## Aim of the exercise
Pull out every line below that contains the string "hillside". Letter case must match.

--- BEGIN Input rows ---

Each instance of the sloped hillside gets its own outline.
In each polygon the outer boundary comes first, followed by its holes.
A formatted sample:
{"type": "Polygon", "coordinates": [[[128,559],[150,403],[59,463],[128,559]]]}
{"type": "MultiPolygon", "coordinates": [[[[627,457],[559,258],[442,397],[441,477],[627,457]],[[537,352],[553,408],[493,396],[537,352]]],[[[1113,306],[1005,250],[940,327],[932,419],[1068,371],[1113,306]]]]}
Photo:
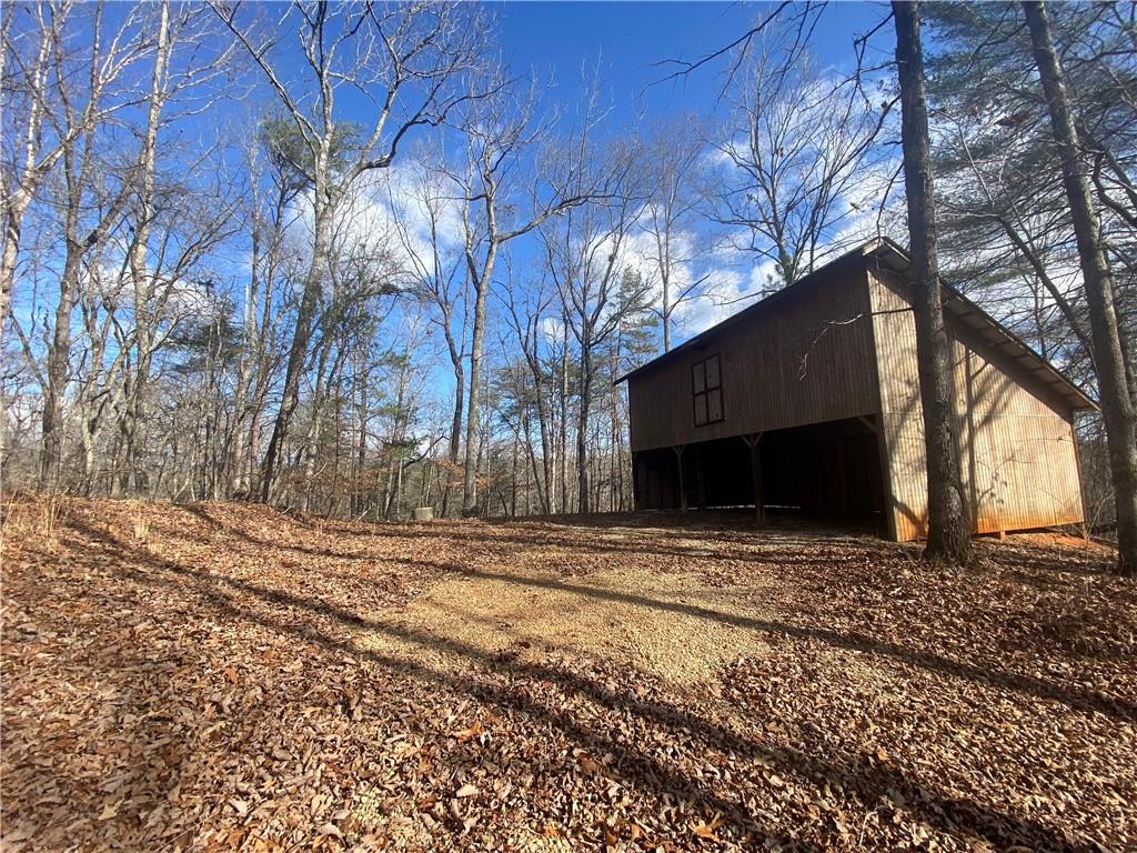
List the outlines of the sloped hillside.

--- END Input rows ---

## Result for this exercise
Each instance of the sloped hillside gets its own outline.
List the outlines of the sloped hillside.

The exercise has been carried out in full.